Try it
Lines from the one containing "We believe the green-winged" to the end of the entries below must be reproduced exactly, with both end lines kept and no other line added.

Data excerpts
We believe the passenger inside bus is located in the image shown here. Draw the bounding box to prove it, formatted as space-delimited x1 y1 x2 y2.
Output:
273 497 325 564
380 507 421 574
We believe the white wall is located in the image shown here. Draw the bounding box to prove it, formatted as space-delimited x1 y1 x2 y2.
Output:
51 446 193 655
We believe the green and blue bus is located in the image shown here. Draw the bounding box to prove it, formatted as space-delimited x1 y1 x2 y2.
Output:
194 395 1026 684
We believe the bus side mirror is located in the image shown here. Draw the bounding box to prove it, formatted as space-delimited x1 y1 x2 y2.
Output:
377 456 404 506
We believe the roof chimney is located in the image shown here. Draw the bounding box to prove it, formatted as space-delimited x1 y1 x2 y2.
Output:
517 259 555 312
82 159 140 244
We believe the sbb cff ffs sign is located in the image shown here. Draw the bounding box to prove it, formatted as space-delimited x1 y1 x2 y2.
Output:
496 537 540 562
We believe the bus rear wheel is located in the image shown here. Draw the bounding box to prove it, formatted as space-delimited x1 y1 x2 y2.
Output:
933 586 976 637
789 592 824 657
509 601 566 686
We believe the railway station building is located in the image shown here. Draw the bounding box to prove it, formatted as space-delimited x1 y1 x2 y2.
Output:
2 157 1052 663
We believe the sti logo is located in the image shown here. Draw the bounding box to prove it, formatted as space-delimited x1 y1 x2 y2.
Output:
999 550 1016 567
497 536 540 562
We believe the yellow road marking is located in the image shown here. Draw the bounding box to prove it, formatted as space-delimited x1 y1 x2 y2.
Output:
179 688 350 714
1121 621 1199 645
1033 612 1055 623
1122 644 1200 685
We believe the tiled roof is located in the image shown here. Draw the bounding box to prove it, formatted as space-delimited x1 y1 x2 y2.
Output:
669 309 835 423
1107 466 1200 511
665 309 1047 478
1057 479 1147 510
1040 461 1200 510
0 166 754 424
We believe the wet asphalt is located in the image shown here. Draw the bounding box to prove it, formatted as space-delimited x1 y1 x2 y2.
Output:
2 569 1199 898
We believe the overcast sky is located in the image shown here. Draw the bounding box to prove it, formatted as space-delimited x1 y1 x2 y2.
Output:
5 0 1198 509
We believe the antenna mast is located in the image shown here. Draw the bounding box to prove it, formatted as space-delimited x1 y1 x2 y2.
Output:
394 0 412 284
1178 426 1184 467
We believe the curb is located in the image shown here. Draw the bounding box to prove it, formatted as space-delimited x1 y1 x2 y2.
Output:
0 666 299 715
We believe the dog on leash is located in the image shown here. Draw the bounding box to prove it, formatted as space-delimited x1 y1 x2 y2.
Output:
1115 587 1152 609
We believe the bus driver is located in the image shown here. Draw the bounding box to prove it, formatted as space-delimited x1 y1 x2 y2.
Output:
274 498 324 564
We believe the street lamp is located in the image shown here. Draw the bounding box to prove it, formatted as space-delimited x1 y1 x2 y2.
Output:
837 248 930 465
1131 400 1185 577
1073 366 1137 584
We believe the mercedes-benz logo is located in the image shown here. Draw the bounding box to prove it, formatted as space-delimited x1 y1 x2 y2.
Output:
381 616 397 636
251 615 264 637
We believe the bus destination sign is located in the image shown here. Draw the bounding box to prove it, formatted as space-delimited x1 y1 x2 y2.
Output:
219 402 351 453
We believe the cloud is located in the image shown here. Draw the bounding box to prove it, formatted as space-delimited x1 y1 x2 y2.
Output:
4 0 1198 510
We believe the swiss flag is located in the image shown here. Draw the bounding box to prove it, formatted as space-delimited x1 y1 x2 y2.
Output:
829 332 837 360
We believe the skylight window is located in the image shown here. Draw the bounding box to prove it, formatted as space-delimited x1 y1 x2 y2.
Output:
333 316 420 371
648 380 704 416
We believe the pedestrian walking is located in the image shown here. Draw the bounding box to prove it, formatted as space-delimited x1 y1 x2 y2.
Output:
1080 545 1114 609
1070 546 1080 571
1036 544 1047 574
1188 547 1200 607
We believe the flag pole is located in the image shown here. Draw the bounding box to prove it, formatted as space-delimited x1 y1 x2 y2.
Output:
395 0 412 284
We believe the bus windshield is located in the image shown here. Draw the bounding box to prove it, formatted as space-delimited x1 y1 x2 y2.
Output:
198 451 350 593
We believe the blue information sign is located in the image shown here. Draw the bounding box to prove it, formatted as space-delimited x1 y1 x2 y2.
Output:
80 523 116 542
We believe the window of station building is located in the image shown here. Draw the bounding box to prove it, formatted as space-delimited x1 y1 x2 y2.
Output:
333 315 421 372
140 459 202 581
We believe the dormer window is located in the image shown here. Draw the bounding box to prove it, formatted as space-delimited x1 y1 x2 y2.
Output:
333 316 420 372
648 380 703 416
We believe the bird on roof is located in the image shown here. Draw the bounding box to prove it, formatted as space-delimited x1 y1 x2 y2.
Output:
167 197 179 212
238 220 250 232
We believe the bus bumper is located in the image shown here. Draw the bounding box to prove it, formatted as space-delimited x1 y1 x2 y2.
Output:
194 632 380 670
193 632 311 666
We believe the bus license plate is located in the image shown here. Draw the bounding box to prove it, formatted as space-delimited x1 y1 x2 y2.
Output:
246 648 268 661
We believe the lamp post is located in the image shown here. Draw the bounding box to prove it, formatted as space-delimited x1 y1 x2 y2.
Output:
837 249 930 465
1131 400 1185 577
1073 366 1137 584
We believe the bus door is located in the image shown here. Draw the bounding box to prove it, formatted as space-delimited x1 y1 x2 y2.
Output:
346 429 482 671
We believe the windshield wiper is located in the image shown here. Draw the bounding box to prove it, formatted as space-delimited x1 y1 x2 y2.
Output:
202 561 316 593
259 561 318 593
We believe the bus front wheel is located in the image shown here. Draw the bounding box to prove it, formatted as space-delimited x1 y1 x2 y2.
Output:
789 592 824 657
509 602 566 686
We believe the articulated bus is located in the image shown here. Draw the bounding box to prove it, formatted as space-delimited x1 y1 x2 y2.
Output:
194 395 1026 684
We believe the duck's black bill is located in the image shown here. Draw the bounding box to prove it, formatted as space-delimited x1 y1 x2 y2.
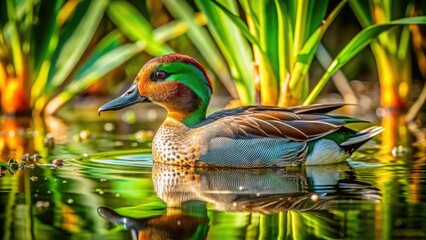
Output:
98 82 150 116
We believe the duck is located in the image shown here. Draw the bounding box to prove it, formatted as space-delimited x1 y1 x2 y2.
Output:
98 53 383 168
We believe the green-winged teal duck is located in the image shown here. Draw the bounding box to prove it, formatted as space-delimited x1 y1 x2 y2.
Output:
98 54 383 167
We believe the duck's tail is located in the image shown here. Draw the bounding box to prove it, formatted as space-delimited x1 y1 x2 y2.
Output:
340 126 384 153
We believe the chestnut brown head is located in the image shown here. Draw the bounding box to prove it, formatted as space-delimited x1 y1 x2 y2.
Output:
98 54 213 126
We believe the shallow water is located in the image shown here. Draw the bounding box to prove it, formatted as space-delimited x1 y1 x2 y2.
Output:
0 117 426 239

Answer below
We believe the green-winged teal duck is located in the image shown here. Draw the bounding box to prove it, formatted as space-delimited x1 y1 x2 y2.
Output:
98 54 383 167
We believe the duck's tail is located in the image shown here. Draw the bounding box to prove it, formatted as space-delimited x1 y1 x2 y2.
Output:
340 126 384 153
We believe the chestnut brown head is located in the image shown here. Draw the bounding box to prove it, formatted as space-delimited x1 y1 x2 y2.
Output:
98 54 213 126
We believe the shallow water is located in the image shown here. Draw the bounding box to prove it, formatted as space-delimited x1 y1 x2 y2.
Output:
0 117 426 239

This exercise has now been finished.